# Start of Given information

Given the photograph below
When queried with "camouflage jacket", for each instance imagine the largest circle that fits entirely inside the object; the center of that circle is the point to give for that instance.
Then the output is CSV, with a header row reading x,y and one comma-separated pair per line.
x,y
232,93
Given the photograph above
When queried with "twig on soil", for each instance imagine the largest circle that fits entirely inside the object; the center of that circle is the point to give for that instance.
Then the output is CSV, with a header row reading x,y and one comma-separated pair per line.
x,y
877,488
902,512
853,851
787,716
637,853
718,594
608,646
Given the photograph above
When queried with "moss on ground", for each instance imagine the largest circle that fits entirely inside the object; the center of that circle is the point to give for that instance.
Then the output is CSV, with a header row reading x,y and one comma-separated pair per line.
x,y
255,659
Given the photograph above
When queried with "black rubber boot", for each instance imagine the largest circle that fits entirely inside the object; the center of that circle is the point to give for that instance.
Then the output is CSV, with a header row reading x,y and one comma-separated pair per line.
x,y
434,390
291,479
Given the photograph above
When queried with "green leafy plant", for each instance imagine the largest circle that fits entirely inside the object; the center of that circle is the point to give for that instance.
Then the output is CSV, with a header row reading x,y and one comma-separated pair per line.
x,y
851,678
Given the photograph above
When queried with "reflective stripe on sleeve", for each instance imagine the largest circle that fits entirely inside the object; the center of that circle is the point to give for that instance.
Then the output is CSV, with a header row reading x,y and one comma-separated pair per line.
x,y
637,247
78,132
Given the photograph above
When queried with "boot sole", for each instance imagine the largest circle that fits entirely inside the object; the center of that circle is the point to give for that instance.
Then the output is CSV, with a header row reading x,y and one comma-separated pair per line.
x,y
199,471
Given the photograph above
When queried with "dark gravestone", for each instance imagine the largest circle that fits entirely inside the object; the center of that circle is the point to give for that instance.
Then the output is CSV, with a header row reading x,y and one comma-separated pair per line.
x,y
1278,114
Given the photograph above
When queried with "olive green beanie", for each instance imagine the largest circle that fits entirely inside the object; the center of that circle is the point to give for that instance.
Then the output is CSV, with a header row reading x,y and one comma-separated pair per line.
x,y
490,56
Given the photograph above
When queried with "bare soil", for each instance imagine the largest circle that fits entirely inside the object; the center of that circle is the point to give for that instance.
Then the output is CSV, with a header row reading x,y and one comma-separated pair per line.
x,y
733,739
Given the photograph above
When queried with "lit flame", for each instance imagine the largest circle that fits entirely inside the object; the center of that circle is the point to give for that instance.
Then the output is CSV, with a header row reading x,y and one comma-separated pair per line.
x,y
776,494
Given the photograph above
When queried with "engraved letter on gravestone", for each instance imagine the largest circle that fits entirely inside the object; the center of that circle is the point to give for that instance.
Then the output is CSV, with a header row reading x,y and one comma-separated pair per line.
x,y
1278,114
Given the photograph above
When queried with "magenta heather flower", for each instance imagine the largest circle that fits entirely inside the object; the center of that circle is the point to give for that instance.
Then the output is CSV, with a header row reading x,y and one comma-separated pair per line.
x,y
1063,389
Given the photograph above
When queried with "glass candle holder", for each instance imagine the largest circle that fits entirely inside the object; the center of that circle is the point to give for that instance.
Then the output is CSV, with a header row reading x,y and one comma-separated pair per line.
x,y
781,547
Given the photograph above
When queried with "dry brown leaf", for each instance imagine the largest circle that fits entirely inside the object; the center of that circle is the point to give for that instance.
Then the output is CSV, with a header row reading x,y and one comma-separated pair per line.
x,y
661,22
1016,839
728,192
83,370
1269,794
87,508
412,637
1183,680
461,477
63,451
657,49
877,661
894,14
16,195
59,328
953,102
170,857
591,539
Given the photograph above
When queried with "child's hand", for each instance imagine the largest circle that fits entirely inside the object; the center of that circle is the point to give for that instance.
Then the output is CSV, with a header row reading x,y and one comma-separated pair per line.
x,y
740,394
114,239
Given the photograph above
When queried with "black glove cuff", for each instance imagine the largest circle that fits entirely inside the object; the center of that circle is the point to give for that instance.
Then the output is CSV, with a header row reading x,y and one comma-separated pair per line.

# End of Given information

■ Stated problem: Repeat the lines above exactly.

■ Output for this exercise:
Given the photograph below
When queried with "camouflage jacket", for each instance imagine the largest circle that fits entirely inside the object; the center of that circle is the point to give for that instance.
Then the output is CSV, with a header row reading x,y and one comma-separated pair per line.
x,y
232,93
Given the photograph above
When queried with "twig on soil", for each instance imagine the largest circle that fits entirely inside the object; the center of that circle is the point to give for that instance.
Then the output is CSV, with a header row reading x,y and one comma-separated pair per line.
x,y
877,488
902,512
853,851
787,716
637,853
718,594
608,646
Given the photograph above
When queried with "moss on ground", for each instance imagine the largest circle that fits entirely inside the object; the center of that circle is the point to give for that instance.
Then the output is CSV, with a header row reading x,y and one comma-separated pair per line.
x,y
255,659
Given the photograph above
When queried with "black rubber boot", for each instance imagine the largest circle that fits entirely inside the object; the center of that circle is the point to give for that instance.
Then the output is CSV, with a header row reading x,y and one comma-separated pair per line.
x,y
434,390
291,479
Given the photograph above
When queried with "green leafy plant", for each instance imagine the largest circle that fits entirely inside the object; the center of that circle is the point to give for that instance.
Then the output is CSV, with a header row reading x,y and one comma-separated pair per line.
x,y
851,678
Given the photograph above
When queried with "reflective stripe on sleeve", for each instance imagine the largest circle that fits entirely inside the object; the center of that circle is the point to give for that instance.
Then the output is CSV, with a header row reading x,y and one comma-separated pair per line.
x,y
637,247
78,132
Given the photograph above
When queried with "boot sole", for each instance imagine the largest circle that fits entirely inside the object; the center of that circle is the point to give for that instance.
Then the output is CSV, with a header row reading x,y and one comma-separated pair per line.
x,y
199,471
Given the photograph above
When queried with "dark gravestone", for each instance imagine the largest circle that fits entirely inside the object; the center of that circle is the point to give for that instance.
Then the output is CSV, with a header row reading x,y and one comma-separated pair per line.
x,y
1278,114
Given the photograph above
When queried with "olive green beanie", for each instance imagine the largest circle that fits entirely inside the object; the center of that circle is the point to give for that instance.
Then the output is CSV, with a header row reading x,y and one comma-separated pair per line.
x,y
490,56
Given the photograph above
When queried with "bare soil", for each instance imagine the largest circle that fits entirely inside the object; the center of that circle is the point to give for that instance.
Then the output is CSV, with a header row reading x,y and one comma-separated pair per line.
x,y
733,739
Given the photograph above
When queried with "lit flame", for each instance imagine the largest circle that fits entirely inside the object; the center of that circle is the point to give for that instance.
Then the output is CSV, with a header row reading x,y and one comma-separated pair per line.
x,y
776,494
Given the photograph above
When queried with "engraved letter on gravestone", for each instance imagine the largest circle that fits entirely inside the object; the center of that circle is the point to give for that instance.
Then the output is CSV, with a header row reading x,y and one comma-separated pair per line.
x,y
1278,114
Given the photograph above
When queried with "magenta heather flower", for each instance imagine the largest circle that fits entirely inside the object; the center of that circle is the point to give for that instance.
Then the output is CSV, with a header row reading x,y and one comma-separated pair per line.
x,y
1063,389
Given the photograph above
When queried with "glass candle holder", for each instance imagine the largest circle that fits entirely inside the object; the center of that circle is the point to give for that instance.
Then the output is CSV, with a header row reading x,y and one comma-separated pair per line.
x,y
781,547
Given the photograph above
When queried with "dry brown leaf", for each instance imagine the largest circle that fits entirely inside the object; the center of that circle is the point to give for that instance.
Then the output is CSV, with a header row reading x,y and one comma-separated pair per line.
x,y
661,22
1016,839
728,192
83,370
1269,794
87,508
412,637
1183,680
461,477
63,451
657,49
877,661
894,14
16,195
59,328
953,102
170,857
591,539
Given the photograph above
When queried with "child's hand", for each instance imagine the largest circle that fits entirely inside the object; the center of that circle is the point to give for that instance.
Then the output is CSV, with a header row reading x,y and one comma-separated pair per line.
x,y
740,394
114,239
Given the photograph above
When queried with "black glove cuff", for each instance imagine the largest circle that fits entirely inside the object; the center of that circle is the point to give for that instance.
Then the output is CSV, with a header row reading x,y and one comma-separated pair per line.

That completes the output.